### Problem to solve
Beginning with the line that contains "Target: gloved finger" in the material below, print each line exactly until the line that contains "Target: small boat on horizon" has been printed, then stop.

-- Data to use follows --

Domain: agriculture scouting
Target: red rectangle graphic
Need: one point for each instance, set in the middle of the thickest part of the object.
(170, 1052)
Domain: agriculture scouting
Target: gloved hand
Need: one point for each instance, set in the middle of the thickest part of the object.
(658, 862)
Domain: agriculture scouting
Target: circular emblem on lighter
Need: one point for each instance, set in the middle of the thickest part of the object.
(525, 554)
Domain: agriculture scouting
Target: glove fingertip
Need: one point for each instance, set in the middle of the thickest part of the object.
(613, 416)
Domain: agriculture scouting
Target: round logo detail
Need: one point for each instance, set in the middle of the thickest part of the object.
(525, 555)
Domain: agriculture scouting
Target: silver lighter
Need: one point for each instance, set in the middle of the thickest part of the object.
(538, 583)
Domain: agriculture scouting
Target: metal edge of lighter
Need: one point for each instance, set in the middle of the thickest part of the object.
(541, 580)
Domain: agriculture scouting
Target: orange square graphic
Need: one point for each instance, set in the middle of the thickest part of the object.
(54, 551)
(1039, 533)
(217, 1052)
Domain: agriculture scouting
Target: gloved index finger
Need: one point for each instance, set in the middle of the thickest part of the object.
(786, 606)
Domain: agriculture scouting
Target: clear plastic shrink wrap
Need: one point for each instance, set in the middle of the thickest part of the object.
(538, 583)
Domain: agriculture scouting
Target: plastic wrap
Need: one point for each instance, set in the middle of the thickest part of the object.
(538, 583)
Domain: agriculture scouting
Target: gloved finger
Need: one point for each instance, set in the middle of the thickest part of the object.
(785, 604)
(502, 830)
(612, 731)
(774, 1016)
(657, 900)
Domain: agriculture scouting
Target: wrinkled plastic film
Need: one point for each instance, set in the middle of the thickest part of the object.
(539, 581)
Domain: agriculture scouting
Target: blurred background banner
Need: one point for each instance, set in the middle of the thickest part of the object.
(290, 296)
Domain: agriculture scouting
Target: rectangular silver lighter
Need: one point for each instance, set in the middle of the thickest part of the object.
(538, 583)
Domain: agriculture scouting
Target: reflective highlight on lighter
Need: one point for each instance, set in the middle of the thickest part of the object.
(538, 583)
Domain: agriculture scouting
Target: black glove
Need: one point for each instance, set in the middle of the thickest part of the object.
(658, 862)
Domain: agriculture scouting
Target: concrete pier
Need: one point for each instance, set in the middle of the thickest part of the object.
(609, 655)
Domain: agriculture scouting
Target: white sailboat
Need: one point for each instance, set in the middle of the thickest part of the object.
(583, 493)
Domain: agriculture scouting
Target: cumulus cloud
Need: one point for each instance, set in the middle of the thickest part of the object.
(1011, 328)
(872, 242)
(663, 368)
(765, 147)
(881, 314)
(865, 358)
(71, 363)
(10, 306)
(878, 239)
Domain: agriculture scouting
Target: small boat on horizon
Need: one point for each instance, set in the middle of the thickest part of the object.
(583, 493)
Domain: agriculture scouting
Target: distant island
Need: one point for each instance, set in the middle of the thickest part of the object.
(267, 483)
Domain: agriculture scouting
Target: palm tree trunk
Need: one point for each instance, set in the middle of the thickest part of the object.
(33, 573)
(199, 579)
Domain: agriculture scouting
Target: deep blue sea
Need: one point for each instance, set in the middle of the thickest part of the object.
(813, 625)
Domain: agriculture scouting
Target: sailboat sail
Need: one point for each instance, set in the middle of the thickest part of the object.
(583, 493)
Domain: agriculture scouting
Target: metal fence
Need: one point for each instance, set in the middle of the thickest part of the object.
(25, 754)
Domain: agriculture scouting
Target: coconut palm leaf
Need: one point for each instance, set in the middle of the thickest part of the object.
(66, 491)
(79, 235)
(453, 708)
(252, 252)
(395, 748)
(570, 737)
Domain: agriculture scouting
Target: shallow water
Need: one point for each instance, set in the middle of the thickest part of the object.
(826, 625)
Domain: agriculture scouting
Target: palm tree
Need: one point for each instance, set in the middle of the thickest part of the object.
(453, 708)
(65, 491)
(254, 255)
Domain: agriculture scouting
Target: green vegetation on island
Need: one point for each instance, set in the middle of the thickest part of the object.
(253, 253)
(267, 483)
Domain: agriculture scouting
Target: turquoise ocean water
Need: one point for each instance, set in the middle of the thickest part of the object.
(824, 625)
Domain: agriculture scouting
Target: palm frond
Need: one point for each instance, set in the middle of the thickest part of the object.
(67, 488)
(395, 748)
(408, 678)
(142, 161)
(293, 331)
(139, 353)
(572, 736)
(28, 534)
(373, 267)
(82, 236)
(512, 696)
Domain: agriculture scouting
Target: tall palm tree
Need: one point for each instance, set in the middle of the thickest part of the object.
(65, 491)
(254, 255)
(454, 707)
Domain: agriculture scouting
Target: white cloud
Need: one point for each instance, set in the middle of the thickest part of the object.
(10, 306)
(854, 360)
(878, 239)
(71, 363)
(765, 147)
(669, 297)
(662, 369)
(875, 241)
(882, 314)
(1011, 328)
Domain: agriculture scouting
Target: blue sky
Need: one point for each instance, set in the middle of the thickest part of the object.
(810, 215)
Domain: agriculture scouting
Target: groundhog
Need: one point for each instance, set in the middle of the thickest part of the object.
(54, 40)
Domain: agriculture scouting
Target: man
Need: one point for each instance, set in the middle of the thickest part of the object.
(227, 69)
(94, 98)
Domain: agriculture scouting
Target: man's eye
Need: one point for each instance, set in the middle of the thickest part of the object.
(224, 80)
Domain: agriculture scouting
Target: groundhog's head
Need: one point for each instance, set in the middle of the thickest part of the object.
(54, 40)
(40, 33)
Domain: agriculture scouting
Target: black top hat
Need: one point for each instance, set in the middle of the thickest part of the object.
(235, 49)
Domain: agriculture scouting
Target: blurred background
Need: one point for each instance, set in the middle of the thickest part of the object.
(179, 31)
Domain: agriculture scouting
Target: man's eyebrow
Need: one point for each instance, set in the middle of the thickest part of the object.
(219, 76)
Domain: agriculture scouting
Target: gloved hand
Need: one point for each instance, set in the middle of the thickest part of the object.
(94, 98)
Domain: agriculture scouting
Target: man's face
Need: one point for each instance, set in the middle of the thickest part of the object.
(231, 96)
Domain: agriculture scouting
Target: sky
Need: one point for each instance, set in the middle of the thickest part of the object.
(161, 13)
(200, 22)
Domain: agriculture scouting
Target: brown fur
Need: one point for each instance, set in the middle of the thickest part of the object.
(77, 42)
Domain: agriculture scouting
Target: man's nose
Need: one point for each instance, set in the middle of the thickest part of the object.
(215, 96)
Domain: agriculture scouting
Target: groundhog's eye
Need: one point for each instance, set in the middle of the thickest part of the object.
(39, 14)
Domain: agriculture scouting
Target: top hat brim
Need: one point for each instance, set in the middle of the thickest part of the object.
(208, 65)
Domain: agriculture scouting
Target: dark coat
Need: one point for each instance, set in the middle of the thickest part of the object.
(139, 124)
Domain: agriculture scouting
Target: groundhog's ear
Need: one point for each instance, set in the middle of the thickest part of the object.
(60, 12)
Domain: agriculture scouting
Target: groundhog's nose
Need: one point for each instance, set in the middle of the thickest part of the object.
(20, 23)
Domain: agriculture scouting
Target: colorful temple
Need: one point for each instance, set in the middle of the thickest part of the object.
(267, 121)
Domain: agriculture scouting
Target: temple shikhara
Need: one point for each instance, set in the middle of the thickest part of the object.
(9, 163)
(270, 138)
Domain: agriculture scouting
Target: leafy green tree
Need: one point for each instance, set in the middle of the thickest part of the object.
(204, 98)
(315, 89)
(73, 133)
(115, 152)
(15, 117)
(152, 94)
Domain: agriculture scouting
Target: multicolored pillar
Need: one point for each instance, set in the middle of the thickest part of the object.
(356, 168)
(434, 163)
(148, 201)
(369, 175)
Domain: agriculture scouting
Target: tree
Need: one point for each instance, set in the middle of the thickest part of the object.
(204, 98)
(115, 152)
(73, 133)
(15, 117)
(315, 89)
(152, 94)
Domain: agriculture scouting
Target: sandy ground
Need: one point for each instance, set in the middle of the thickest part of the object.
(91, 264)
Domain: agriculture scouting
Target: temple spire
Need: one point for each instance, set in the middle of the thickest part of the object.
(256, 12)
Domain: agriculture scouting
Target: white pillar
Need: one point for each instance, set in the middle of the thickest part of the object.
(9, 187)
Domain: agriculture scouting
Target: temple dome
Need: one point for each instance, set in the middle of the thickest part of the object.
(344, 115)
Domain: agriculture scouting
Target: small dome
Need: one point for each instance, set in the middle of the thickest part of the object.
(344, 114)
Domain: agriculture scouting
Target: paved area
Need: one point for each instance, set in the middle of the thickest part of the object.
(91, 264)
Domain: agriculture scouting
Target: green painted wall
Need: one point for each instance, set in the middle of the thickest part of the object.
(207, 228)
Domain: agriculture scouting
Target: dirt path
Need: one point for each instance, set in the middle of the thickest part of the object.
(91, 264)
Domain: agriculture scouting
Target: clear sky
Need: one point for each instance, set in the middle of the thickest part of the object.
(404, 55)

-- Data to use concluded --

### Worked solution
Target: gloved finger
Need: one point for each instance, set in the middle of the thickest part of the object.
(785, 604)
(502, 830)
(612, 731)
(774, 1016)
(657, 900)
Domain: agriculture scouting
Target: wrinkled plastic film
Need: one point for each instance, set in the middle of the thickest part of the object.
(539, 581)
Domain: agriculture scouting
Target: blurred background banner
Need: one point for each instance, set in the middle of the thickest part of the object.
(290, 296)
Domain: agriculture scouting
Target: rectangular silver lighter
Need: one point for each instance, set in the middle of the thickest part of the object.
(538, 583)
Domain: agriculture scouting
Target: reflective highlight on lighter
Need: one point for each instance, set in the middle of the thickest part of the object.
(538, 583)
Domain: agriculture scouting
Target: black glove
Need: one point for each instance, set in the middle of the thickest part of the object.
(658, 862)
Domain: agriculture scouting
Target: concrete pier
Need: one point for each instance, set in the middle of the thickest part of the object.
(609, 655)
Domain: agriculture scouting
Target: white sailboat
Need: one point for each instance, set in the middle of the thickest part of the object.
(583, 493)
Domain: agriculture scouting
Target: cumulus cloud
Need: one point for each instance, set in the middle of the thickest part of the object.
(1011, 328)
(872, 242)
(663, 368)
(765, 147)
(881, 314)
(865, 358)
(71, 363)
(10, 306)
(878, 239)
Domain: agriculture scouting
Target: small boat on horizon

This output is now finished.